→ TASK OBJECTIVE:
Extract, verbatim, all lines starting at the one containing "like (686, 309)." and ending with the final line of the listing, and no others.

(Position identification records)

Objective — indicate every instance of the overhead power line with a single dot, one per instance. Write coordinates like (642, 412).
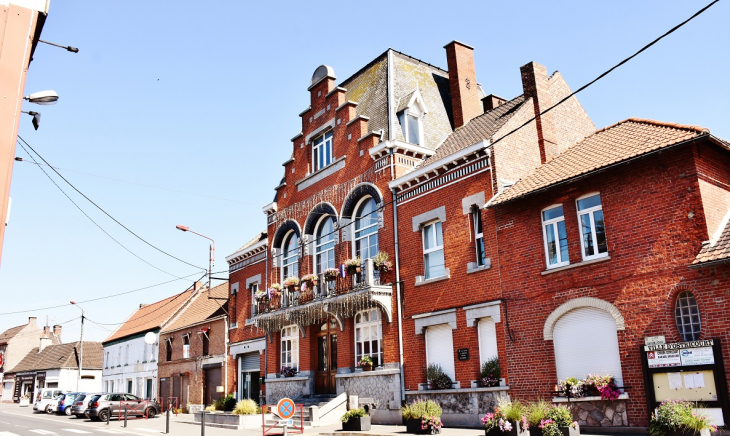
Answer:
(105, 212)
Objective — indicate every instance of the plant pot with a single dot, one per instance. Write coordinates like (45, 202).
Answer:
(413, 426)
(359, 423)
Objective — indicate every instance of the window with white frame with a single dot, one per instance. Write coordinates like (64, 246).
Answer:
(594, 332)
(186, 346)
(324, 245)
(290, 256)
(322, 152)
(476, 218)
(440, 348)
(369, 336)
(366, 229)
(290, 347)
(254, 288)
(433, 250)
(592, 229)
(687, 315)
(555, 237)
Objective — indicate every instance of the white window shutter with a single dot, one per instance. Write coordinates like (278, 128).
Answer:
(586, 342)
(487, 339)
(440, 348)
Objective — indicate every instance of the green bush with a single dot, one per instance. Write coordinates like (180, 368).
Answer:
(354, 413)
(245, 407)
(421, 409)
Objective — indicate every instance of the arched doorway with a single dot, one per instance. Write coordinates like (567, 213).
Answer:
(324, 379)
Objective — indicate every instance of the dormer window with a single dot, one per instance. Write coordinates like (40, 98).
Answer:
(410, 116)
(322, 152)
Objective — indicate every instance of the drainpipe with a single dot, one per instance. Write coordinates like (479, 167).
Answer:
(398, 295)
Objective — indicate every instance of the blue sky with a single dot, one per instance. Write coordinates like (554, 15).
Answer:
(203, 97)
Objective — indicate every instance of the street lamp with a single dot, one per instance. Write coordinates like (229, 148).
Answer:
(42, 97)
(212, 251)
(81, 346)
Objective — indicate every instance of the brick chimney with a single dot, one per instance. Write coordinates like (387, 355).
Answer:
(465, 103)
(535, 85)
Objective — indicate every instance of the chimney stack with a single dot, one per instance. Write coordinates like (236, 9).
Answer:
(465, 103)
(535, 85)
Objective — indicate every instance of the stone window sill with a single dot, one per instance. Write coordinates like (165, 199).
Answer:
(422, 280)
(472, 267)
(575, 265)
(624, 396)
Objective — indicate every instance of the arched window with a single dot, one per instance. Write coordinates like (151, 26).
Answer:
(366, 229)
(369, 336)
(290, 256)
(687, 315)
(324, 245)
(586, 342)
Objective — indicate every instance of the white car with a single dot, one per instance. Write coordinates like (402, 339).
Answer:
(48, 400)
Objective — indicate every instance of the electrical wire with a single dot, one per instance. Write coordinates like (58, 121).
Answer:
(105, 212)
(91, 219)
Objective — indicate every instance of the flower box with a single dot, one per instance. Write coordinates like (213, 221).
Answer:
(413, 426)
(360, 423)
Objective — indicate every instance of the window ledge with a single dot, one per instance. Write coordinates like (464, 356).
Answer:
(575, 265)
(472, 267)
(624, 396)
(421, 280)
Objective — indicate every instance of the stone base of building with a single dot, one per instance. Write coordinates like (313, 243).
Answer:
(594, 412)
(462, 407)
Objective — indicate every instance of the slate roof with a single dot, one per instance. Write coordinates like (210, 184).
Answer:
(201, 308)
(477, 129)
(61, 356)
(624, 140)
(151, 316)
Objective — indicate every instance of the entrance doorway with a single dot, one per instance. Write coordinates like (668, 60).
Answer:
(324, 379)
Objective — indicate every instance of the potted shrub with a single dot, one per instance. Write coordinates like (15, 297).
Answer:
(680, 418)
(353, 266)
(366, 363)
(291, 283)
(331, 274)
(508, 419)
(490, 373)
(355, 420)
(422, 417)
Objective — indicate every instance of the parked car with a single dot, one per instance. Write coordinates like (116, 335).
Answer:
(65, 403)
(47, 400)
(111, 405)
(81, 404)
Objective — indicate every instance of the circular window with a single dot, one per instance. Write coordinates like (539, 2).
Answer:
(687, 315)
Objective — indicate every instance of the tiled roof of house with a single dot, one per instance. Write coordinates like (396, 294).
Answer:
(61, 356)
(151, 316)
(201, 307)
(624, 140)
(477, 129)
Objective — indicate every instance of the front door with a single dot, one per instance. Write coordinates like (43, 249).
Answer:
(324, 380)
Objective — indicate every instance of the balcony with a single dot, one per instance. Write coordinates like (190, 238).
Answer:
(340, 298)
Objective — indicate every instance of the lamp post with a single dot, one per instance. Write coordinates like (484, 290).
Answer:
(81, 346)
(212, 251)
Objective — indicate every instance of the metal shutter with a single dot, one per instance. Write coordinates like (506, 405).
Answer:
(586, 342)
(440, 348)
(250, 361)
(487, 339)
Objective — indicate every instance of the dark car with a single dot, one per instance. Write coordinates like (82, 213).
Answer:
(81, 404)
(65, 403)
(114, 404)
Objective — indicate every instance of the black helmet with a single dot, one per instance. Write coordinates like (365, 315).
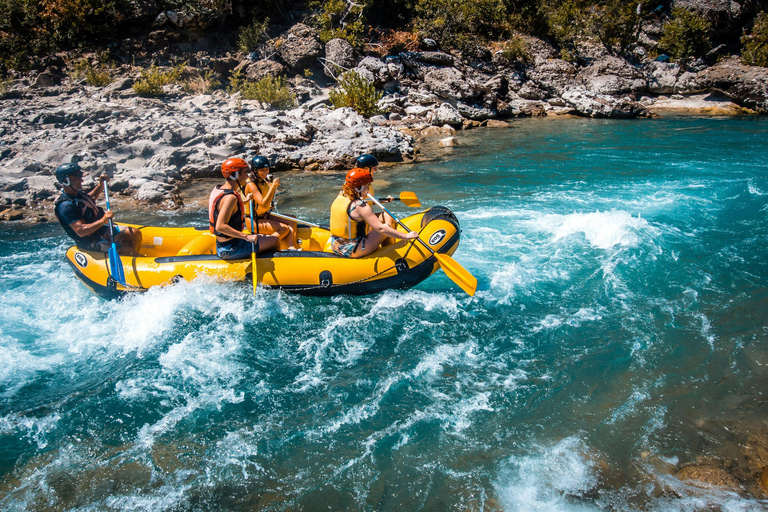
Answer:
(367, 161)
(259, 162)
(64, 171)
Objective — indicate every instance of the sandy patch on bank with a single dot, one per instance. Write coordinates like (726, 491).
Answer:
(704, 104)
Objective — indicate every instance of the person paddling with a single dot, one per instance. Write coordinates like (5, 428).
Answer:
(356, 230)
(84, 221)
(226, 215)
(263, 193)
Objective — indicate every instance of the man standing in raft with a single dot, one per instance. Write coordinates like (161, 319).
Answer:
(226, 215)
(356, 230)
(86, 223)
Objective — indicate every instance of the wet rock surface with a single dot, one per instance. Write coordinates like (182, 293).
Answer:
(151, 147)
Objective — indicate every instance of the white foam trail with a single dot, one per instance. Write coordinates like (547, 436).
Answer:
(544, 480)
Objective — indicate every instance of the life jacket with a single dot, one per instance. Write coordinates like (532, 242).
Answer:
(236, 221)
(89, 213)
(263, 187)
(342, 225)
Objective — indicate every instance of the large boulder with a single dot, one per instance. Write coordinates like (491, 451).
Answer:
(339, 57)
(613, 76)
(450, 83)
(300, 47)
(592, 104)
(421, 63)
(553, 75)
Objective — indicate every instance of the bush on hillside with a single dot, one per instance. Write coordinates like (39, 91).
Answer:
(686, 35)
(249, 37)
(273, 92)
(460, 24)
(99, 76)
(341, 19)
(755, 49)
(355, 91)
(34, 27)
(516, 50)
(152, 80)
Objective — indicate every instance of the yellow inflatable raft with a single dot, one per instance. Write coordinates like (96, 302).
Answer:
(174, 254)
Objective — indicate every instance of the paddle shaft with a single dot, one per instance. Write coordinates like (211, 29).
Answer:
(398, 221)
(111, 226)
(254, 228)
(114, 256)
(285, 217)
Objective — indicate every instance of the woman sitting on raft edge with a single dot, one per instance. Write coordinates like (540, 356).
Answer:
(226, 215)
(263, 192)
(356, 230)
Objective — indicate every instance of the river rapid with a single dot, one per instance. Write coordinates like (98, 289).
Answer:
(616, 347)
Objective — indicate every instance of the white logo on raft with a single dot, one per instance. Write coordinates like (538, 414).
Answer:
(81, 259)
(437, 237)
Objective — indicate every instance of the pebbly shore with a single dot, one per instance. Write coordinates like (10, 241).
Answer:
(152, 148)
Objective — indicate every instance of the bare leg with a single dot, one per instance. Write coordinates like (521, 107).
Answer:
(268, 243)
(129, 240)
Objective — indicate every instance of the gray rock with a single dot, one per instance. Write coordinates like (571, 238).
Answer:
(614, 76)
(339, 57)
(300, 48)
(255, 71)
(450, 83)
(661, 77)
(593, 104)
(553, 75)
(745, 85)
(445, 114)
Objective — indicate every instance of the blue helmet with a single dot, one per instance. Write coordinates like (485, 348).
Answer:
(367, 161)
(64, 171)
(259, 162)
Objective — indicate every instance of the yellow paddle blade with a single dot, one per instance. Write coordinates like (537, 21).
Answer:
(457, 273)
(410, 199)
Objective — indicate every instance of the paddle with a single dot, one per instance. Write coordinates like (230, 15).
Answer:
(114, 259)
(293, 219)
(254, 229)
(453, 270)
(408, 199)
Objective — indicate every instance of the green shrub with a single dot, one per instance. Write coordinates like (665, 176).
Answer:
(755, 50)
(516, 50)
(100, 76)
(357, 92)
(686, 35)
(341, 19)
(566, 21)
(36, 27)
(152, 80)
(459, 23)
(272, 91)
(616, 24)
(204, 84)
(249, 37)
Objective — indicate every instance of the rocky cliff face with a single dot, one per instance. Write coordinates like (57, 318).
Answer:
(151, 146)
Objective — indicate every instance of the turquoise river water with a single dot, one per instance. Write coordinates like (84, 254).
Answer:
(617, 342)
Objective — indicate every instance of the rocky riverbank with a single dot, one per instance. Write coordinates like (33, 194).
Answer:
(153, 147)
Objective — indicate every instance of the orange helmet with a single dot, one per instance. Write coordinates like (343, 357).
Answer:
(233, 166)
(358, 177)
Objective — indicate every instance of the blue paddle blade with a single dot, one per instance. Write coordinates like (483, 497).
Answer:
(117, 265)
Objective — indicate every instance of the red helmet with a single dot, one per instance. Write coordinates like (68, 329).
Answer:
(233, 166)
(358, 177)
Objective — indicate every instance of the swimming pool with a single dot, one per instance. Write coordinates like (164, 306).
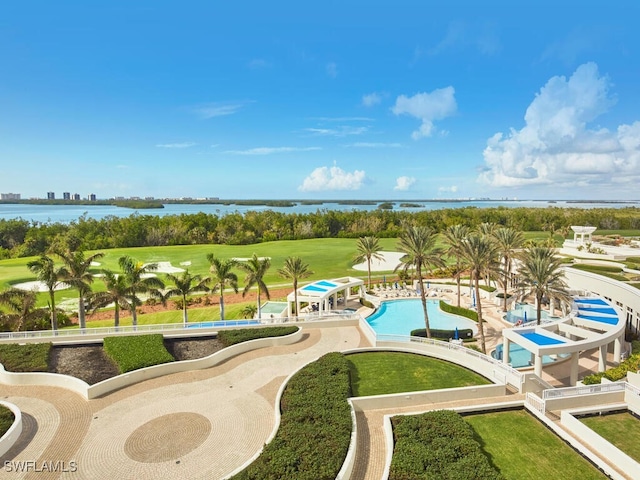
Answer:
(400, 317)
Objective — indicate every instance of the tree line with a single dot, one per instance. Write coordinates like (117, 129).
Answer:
(21, 238)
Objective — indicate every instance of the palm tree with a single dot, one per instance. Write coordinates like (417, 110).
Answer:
(51, 276)
(139, 279)
(295, 269)
(186, 284)
(223, 276)
(256, 268)
(117, 292)
(541, 274)
(455, 235)
(419, 247)
(368, 248)
(77, 275)
(508, 240)
(481, 255)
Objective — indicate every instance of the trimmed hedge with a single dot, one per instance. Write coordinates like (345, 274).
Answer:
(438, 444)
(315, 427)
(30, 357)
(137, 351)
(232, 337)
(463, 312)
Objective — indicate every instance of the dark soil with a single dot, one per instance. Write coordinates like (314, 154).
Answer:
(91, 364)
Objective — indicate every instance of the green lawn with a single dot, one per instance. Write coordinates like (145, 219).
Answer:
(523, 448)
(620, 429)
(380, 373)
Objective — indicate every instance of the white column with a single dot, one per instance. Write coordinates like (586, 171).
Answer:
(575, 368)
(602, 361)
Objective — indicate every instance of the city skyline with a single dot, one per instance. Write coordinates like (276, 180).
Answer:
(353, 100)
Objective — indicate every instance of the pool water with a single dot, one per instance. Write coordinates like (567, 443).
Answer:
(400, 317)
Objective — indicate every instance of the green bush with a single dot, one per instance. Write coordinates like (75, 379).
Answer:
(232, 337)
(315, 427)
(437, 444)
(463, 312)
(30, 357)
(137, 351)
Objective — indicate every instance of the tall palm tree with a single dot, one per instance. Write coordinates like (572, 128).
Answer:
(140, 280)
(47, 272)
(508, 241)
(481, 255)
(78, 276)
(295, 269)
(186, 284)
(223, 276)
(256, 268)
(541, 275)
(420, 252)
(455, 235)
(368, 248)
(117, 292)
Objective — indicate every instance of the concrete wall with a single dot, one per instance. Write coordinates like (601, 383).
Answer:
(11, 436)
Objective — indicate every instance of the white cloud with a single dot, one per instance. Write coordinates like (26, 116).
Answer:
(210, 110)
(176, 145)
(332, 69)
(404, 183)
(332, 178)
(428, 107)
(371, 99)
(557, 144)
(271, 150)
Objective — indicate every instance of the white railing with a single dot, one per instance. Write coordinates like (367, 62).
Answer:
(583, 390)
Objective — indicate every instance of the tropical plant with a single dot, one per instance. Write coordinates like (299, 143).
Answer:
(140, 279)
(222, 276)
(256, 268)
(78, 276)
(47, 272)
(455, 235)
(185, 284)
(508, 241)
(295, 269)
(420, 252)
(117, 293)
(541, 274)
(481, 255)
(368, 248)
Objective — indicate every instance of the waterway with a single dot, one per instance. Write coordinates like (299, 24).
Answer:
(70, 213)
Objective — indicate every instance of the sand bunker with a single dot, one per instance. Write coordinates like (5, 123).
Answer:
(389, 262)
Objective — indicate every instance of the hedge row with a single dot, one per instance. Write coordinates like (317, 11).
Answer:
(438, 444)
(232, 337)
(137, 351)
(315, 427)
(463, 312)
(30, 357)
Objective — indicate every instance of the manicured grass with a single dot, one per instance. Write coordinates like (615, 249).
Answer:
(380, 373)
(620, 429)
(6, 420)
(31, 357)
(523, 448)
(137, 351)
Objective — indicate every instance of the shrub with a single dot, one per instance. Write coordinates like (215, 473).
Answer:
(315, 427)
(137, 351)
(31, 357)
(232, 337)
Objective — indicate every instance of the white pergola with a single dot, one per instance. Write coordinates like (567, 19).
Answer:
(325, 293)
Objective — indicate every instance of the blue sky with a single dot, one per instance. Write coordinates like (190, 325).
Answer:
(322, 100)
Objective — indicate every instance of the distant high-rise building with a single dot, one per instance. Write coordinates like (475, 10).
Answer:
(9, 196)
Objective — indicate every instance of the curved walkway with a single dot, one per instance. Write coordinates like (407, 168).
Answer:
(199, 424)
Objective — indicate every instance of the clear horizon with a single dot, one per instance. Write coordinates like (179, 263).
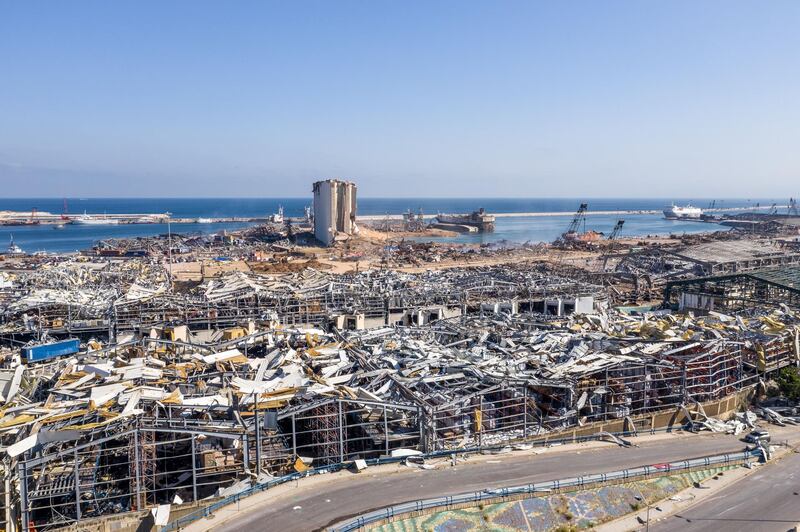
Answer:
(466, 99)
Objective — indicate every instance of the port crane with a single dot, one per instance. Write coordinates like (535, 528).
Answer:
(580, 216)
(617, 228)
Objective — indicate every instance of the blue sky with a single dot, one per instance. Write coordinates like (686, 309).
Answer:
(434, 98)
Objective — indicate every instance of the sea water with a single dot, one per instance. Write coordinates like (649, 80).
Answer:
(513, 229)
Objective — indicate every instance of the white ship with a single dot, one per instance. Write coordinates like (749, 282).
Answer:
(676, 212)
(87, 219)
(14, 249)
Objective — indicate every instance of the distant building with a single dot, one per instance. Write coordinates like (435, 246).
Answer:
(334, 209)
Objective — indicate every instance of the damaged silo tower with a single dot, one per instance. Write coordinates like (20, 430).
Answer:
(334, 209)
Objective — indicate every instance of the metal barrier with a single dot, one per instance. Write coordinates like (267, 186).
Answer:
(541, 487)
(258, 488)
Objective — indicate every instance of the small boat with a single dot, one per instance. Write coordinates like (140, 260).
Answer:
(277, 218)
(14, 249)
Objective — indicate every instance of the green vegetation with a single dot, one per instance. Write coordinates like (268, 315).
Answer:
(788, 380)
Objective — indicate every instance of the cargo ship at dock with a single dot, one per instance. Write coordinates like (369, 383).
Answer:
(676, 212)
(479, 219)
(87, 219)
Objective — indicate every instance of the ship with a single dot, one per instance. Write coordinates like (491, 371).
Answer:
(479, 219)
(676, 212)
(87, 219)
(14, 249)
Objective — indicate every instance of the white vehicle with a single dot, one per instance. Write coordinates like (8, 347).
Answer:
(676, 212)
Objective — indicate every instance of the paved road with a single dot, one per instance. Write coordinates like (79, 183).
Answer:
(364, 492)
(766, 501)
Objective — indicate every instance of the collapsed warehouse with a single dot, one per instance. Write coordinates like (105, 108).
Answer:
(185, 393)
(154, 421)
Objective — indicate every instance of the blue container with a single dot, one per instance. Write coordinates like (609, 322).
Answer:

→ PROBLEM SOLUTION:
Objective — indicate every instance of the blue sky with a single dot, one per instance. Write coordinates like (686, 309).
Answer:
(434, 98)
Objective — indicate every instance of the sea water with a single dot, one per instance. Write coordinates like (649, 80).
Answer:
(513, 229)
Objective — indicate every instance of the white ship with a single dot, one per instance. Write coordinates like (749, 282).
Answer:
(676, 212)
(87, 219)
(14, 249)
Objective — indicate every instance of the distant building with a single dot, one per instance. Write coordinates like (435, 246).
Answer:
(334, 209)
Objective — indicate every instance of the damaged silo tower with a single dot, one per instance. Write coordinates like (20, 430).
Answer:
(334, 209)
Objective — indicate every instance of the metal barrier with a single dot, one per instance. Write coordinates like (267, 186).
Answer:
(541, 487)
(258, 488)
Objective — indicate every instance of the small boat with a single dot, one per instance. Write coordinates like (140, 260).
Answer:
(277, 218)
(14, 249)
Objective — indicate every instance of the green vegetation with a single dot, one per instance. Write coordinates like (268, 315).
Answer:
(788, 380)
Objective — indicate every instance of the cargo ship at dock with a single dot, one per instance. Write coordinates like (369, 383).
Answer:
(676, 212)
(479, 219)
(87, 219)
Objective — indicate every instance of the ship with a single dot, one per instance. Write coordinates like (491, 371).
Answer:
(479, 219)
(676, 212)
(87, 219)
(14, 249)
Objective — indicate every instance of the white vehicle with a single dot, one per instance. Write coordinates like (8, 347).
Answer:
(676, 212)
Objective — indicate every instance of the paved road with a single dot, one per instance. Write coordinates like (79, 183).
Answer:
(364, 492)
(766, 501)
Objective — indicate every instance of the collapsed warehouse with a single dot, one per instance. Write coordinates like (105, 108).
Answer:
(185, 393)
(154, 421)
Objective — indicate every instance of the blue container with a single dot, one per instance. Write coordinates like (609, 322).
Answer:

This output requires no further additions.